# START OF DATASET ENTRIES
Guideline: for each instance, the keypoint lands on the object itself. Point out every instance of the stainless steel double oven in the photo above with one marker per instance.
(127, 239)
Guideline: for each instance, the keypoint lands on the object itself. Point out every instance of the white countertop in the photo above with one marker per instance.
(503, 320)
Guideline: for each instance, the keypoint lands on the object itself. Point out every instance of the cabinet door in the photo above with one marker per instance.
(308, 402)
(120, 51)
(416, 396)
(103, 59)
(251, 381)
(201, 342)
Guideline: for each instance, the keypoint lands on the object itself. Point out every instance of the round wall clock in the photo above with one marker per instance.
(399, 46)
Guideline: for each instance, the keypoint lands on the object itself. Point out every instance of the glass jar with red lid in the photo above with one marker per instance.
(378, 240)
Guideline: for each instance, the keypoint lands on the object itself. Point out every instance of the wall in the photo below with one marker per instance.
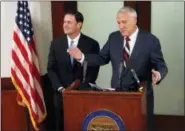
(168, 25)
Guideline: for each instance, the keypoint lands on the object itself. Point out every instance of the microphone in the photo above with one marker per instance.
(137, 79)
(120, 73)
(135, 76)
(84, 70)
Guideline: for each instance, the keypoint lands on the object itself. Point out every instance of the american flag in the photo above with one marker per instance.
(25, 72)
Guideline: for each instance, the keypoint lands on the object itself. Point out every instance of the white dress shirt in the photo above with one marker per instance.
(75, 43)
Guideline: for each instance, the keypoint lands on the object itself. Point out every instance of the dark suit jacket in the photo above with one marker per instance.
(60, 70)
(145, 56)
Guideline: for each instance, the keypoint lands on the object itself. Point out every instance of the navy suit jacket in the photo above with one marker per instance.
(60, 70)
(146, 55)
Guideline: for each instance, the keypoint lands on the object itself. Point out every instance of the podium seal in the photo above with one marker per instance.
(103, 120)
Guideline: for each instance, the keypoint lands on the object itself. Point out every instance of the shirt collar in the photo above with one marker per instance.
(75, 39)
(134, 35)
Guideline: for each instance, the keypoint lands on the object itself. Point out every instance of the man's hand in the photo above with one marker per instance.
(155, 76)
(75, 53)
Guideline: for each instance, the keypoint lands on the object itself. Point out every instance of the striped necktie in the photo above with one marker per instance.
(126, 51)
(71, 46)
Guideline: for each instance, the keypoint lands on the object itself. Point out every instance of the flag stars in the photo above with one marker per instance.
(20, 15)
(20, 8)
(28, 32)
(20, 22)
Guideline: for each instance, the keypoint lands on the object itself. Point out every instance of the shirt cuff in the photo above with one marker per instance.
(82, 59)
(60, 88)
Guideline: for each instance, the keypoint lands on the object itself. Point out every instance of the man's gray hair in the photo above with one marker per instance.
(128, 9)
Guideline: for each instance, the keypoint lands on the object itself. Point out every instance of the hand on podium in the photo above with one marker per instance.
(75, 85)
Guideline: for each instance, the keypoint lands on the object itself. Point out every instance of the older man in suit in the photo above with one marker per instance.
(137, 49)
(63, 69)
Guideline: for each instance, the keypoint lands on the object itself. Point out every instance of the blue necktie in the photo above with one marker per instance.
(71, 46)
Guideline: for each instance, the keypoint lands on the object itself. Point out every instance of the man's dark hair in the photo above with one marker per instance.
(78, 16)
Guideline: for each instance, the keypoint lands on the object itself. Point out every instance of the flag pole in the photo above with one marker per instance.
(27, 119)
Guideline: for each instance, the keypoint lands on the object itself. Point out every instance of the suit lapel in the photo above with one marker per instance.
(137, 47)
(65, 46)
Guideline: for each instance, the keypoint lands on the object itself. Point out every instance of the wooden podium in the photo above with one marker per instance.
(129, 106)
# END OF DATASET ENTRIES
* **TASK PROMPT**: Rewrite all the rows above, replacing "marker" with "dot" and changing nothing else. Leave the pictures out of your answer.

* **EXERCISE ANSWER**:
Guideline: for each instance, the keypoint lands on the object itself. Point out every instance of the stainless steel double oven in the photo above with one dot per instance.
(127, 239)
Guideline: for each instance, the keypoint lands on the object itself. Point out every instance of the white countertop in the photo above with one dot per instance.
(503, 320)
Guideline: for each instance, the keypoint lands on the object itself. Point out every instance of the cabinet door in the photo above with one dot per instance.
(308, 402)
(120, 51)
(416, 396)
(103, 59)
(251, 381)
(201, 342)
Guideline: for each instance, the keypoint lands on the object itself. Point out every instance of the round wall clock in the photo above with one dot per instance.
(399, 46)
Guideline: for each instance, the keypoint lands on the object itself. Point out every instance of the glass jar with red lid in the photo above with one dot per instance.
(378, 240)
Guideline: for each instance, the keypoint lands on the object itself. Point out every instance of the wall in the photo below with one dot per instance.
(168, 25)
Guideline: for each instance, the keypoint lands on the object itself. Point out every instance of the microphone in the photo above with one dot per instance.
(137, 79)
(120, 73)
(135, 76)
(84, 70)
Guideline: for each instance, the keypoint lands on the object itself. Point out every instance of the american flag in the photo above with one dot per instance.
(25, 72)
Guideline: for each instance, the keypoint lands on the object itself. Point out every instance of the white dress shirt in the photo above with one dot per instance.
(75, 43)
Guideline: for each instance, the keypoint lands on the object itself. Point out every instance of the dark suit jacket in the photo above with one dot per instance.
(60, 70)
(145, 56)
Guideline: for each instance, the keypoint lands on the object itself. Point out every instance of the navy suit jacket in the photo above with one dot per instance.
(60, 70)
(146, 55)
Guideline: for each instance, the keypoint lands on the object itself. Point out every instance of the podium seal in the photo above with one dot per instance.
(103, 120)
Guideline: for each instance, the keypoint lands on the object itself. Point out every instance of the shirt collar in the photo above with one dot per instance.
(75, 39)
(134, 35)
Guideline: for each instance, the keypoint lands on the object itself. Point out every instance of the man's hand in the photo above with one dot per instance.
(155, 76)
(75, 53)
Guideline: for each instance, the keypoint lands on the object itself. Point out every instance of the striped necktie in the photo above with one dot per instance.
(126, 51)
(71, 46)
Guideline: for each instance, the keypoint lands on the object itself. Point out every instance of the flag stars in the photo above with one dot per instance.
(20, 15)
(20, 8)
(28, 32)
(20, 22)
Guideline: for each instance, the keypoint lands on the object itself. Point out every instance of the shirt cuff in the photo above with one dot per instance.
(82, 59)
(60, 88)
Guideline: for each instance, the keypoint lands on the object itself. Point out every instance of the man's gray hair in the photo above with one dot per instance.
(128, 9)
Guideline: for each instance, the keypoint lands on the object itself. Point out every instance of the hand on podium in the photo above with one dot per instance.
(75, 85)
Guideline: for each instance, the keypoint lands on the object itself. Point out every instance of the older man in suit in the photo above with one dot per instance.
(137, 49)
(63, 69)
Guideline: for each instance, the keypoint lands on the object itself. Point out every instance of the blue necktie in the photo above with one dot per instance.
(71, 46)
Guideline: for each instance, the keypoint lands on the object itself. Point out every instance of the man's dark hair in the photo above with one dot per instance.
(78, 16)
Guideline: for each instance, the keypoint lands on the object itself. Point out every instance of the flag pole in the photo above with one dot per instance.
(27, 119)
Guideline: for each instance, the keypoint lands on the object itself. Point out every instance of the suit lapel in the photo above with one dot per instance.
(137, 47)
(65, 46)
Guideline: for each instance, the keypoint lands on the object itself. Point out every instance of the wooden podium in the photo above with one dot per instance.
(129, 106)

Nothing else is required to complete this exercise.